Written exercise. Any picture among the records should be left out, please; retype the rest exactly.
══ Provided records
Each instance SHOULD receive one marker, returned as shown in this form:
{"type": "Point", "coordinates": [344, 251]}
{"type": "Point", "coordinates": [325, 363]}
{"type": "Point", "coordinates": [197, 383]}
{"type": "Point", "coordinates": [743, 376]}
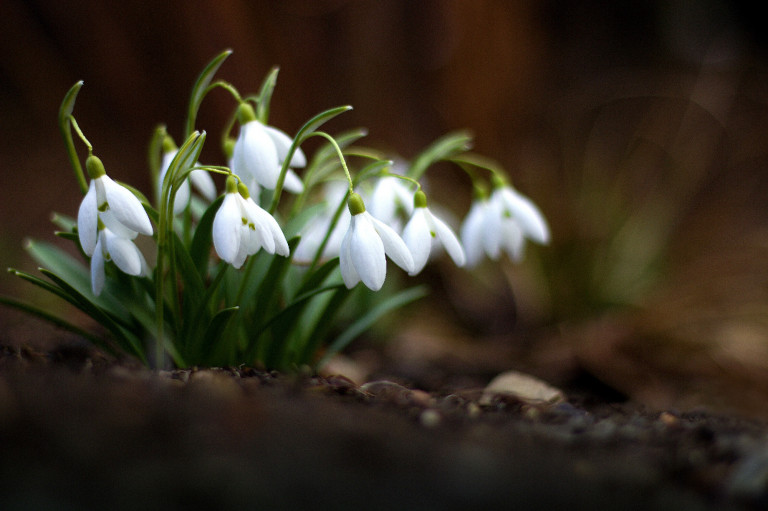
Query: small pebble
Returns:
{"type": "Point", "coordinates": [430, 418]}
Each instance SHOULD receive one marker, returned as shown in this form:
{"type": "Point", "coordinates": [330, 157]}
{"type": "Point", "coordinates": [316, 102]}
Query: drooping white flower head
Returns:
{"type": "Point", "coordinates": [363, 249]}
{"type": "Point", "coordinates": [112, 204]}
{"type": "Point", "coordinates": [510, 203]}
{"type": "Point", "coordinates": [477, 232]}
{"type": "Point", "coordinates": [122, 251]}
{"type": "Point", "coordinates": [502, 223]}
{"type": "Point", "coordinates": [259, 152]}
{"type": "Point", "coordinates": [241, 227]}
{"type": "Point", "coordinates": [424, 230]}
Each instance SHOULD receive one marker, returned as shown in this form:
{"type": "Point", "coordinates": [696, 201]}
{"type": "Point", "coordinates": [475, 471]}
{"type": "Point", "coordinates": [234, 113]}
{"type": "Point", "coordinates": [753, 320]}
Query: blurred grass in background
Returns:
{"type": "Point", "coordinates": [639, 128]}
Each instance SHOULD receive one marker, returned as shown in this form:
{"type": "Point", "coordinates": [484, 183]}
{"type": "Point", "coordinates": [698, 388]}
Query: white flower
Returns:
{"type": "Point", "coordinates": [501, 224]}
{"type": "Point", "coordinates": [422, 229]}
{"type": "Point", "coordinates": [122, 251]}
{"type": "Point", "coordinates": [114, 205]}
{"type": "Point", "coordinates": [363, 249]}
{"type": "Point", "coordinates": [241, 228]}
{"type": "Point", "coordinates": [512, 204]}
{"type": "Point", "coordinates": [201, 180]}
{"type": "Point", "coordinates": [259, 153]}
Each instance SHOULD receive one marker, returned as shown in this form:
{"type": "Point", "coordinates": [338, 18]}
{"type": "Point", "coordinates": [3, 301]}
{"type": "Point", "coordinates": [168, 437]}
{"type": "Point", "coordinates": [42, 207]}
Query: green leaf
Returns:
{"type": "Point", "coordinates": [363, 323]}
{"type": "Point", "coordinates": [200, 248]}
{"type": "Point", "coordinates": [127, 339]}
{"type": "Point", "coordinates": [314, 123]}
{"type": "Point", "coordinates": [75, 273]}
{"type": "Point", "coordinates": [217, 344]}
{"type": "Point", "coordinates": [68, 103]}
{"type": "Point", "coordinates": [200, 89]}
{"type": "Point", "coordinates": [265, 95]}
{"type": "Point", "coordinates": [446, 147]}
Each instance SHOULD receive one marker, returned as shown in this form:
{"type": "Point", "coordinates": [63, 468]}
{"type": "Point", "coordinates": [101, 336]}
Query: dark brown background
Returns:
{"type": "Point", "coordinates": [640, 128]}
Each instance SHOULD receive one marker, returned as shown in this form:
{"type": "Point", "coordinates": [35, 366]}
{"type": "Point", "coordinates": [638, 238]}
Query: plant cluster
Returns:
{"type": "Point", "coordinates": [269, 270]}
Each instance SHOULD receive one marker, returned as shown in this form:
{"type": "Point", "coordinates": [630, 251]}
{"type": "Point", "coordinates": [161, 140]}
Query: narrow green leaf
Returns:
{"type": "Point", "coordinates": [200, 248]}
{"type": "Point", "coordinates": [363, 323]}
{"type": "Point", "coordinates": [314, 123]}
{"type": "Point", "coordinates": [265, 95]}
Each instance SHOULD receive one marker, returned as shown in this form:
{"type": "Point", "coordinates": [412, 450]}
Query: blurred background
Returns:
{"type": "Point", "coordinates": [639, 128]}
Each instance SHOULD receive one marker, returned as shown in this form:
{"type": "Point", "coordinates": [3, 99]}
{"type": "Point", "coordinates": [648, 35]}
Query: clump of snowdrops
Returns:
{"type": "Point", "coordinates": [270, 269]}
════
Solution for this problem.
Each instance SHOULD receive one marker, returned as shown in this form:
{"type": "Point", "coordinates": [344, 251]}
{"type": "Point", "coordinates": [325, 363]}
{"type": "Point", "coordinates": [197, 383]}
{"type": "Point", "coordinates": [743, 376]}
Query: small pebble
Returns:
{"type": "Point", "coordinates": [430, 418]}
Each instance SHOULD receive one marker, returned as shown in this form:
{"type": "Point", "coordinates": [330, 157]}
{"type": "Point", "coordinates": [316, 102]}
Query: drooping white flower head
Returns:
{"type": "Point", "coordinates": [363, 249]}
{"type": "Point", "coordinates": [112, 204]}
{"type": "Point", "coordinates": [510, 203]}
{"type": "Point", "coordinates": [477, 232]}
{"type": "Point", "coordinates": [122, 251]}
{"type": "Point", "coordinates": [502, 223]}
{"type": "Point", "coordinates": [259, 152]}
{"type": "Point", "coordinates": [241, 227]}
{"type": "Point", "coordinates": [424, 230]}
Each instance SHOULD receive one marker, returned as shown in this form:
{"type": "Point", "coordinates": [696, 201]}
{"type": "Point", "coordinates": [475, 471]}
{"type": "Point", "coordinates": [234, 113]}
{"type": "Point", "coordinates": [753, 320]}
Query: blurred grass in background
Returns:
{"type": "Point", "coordinates": [639, 128]}
Each instance SHOULD receive one marker, returned as shown in this form:
{"type": "Point", "coordinates": [484, 183]}
{"type": "Point", "coordinates": [698, 388]}
Query: white flower
Returns:
{"type": "Point", "coordinates": [501, 224]}
{"type": "Point", "coordinates": [422, 229]}
{"type": "Point", "coordinates": [122, 251]}
{"type": "Point", "coordinates": [114, 205]}
{"type": "Point", "coordinates": [363, 249]}
{"type": "Point", "coordinates": [241, 228]}
{"type": "Point", "coordinates": [512, 204]}
{"type": "Point", "coordinates": [201, 180]}
{"type": "Point", "coordinates": [259, 153]}
Each instance SHOULD receive one marker, returned as shown in this form:
{"type": "Point", "coordinates": [338, 18]}
{"type": "Point", "coordinates": [3, 301]}
{"type": "Point", "coordinates": [168, 437]}
{"type": "Point", "coordinates": [42, 207]}
Query: green leaf
Returns:
{"type": "Point", "coordinates": [363, 323]}
{"type": "Point", "coordinates": [200, 248]}
{"type": "Point", "coordinates": [127, 339]}
{"type": "Point", "coordinates": [314, 123]}
{"type": "Point", "coordinates": [75, 273]}
{"type": "Point", "coordinates": [217, 344]}
{"type": "Point", "coordinates": [68, 103]}
{"type": "Point", "coordinates": [200, 89]}
{"type": "Point", "coordinates": [265, 95]}
{"type": "Point", "coordinates": [446, 147]}
Each instance SHOULD receive one marker, returned as shown in this form:
{"type": "Point", "coordinates": [63, 468]}
{"type": "Point", "coordinates": [101, 336]}
Query: dark brown background
Returns:
{"type": "Point", "coordinates": [640, 128]}
Each instance SHOULD receive one marker, returned as shown in this form:
{"type": "Point", "coordinates": [35, 366]}
{"type": "Point", "coordinates": [638, 238]}
Query: plant cluster
Returns:
{"type": "Point", "coordinates": [269, 270]}
Each instance SHOULD receive one marker, returned as shown in this form:
{"type": "Point", "coordinates": [630, 251]}
{"type": "Point", "coordinates": [161, 140]}
Query: narrow green leaf
Returns:
{"type": "Point", "coordinates": [200, 248]}
{"type": "Point", "coordinates": [363, 323]}
{"type": "Point", "coordinates": [314, 123]}
{"type": "Point", "coordinates": [265, 95]}
Each instance SHOULD receive one marker, returned as shown in this form:
{"type": "Point", "coordinates": [412, 450]}
Query: blurred background
Returns:
{"type": "Point", "coordinates": [639, 128]}
Each instance SHOULD receive one marker, returned as shown in this form:
{"type": "Point", "coordinates": [3, 99]}
{"type": "Point", "coordinates": [648, 35]}
Query: clump of snowdrops
Returns:
{"type": "Point", "coordinates": [270, 269]}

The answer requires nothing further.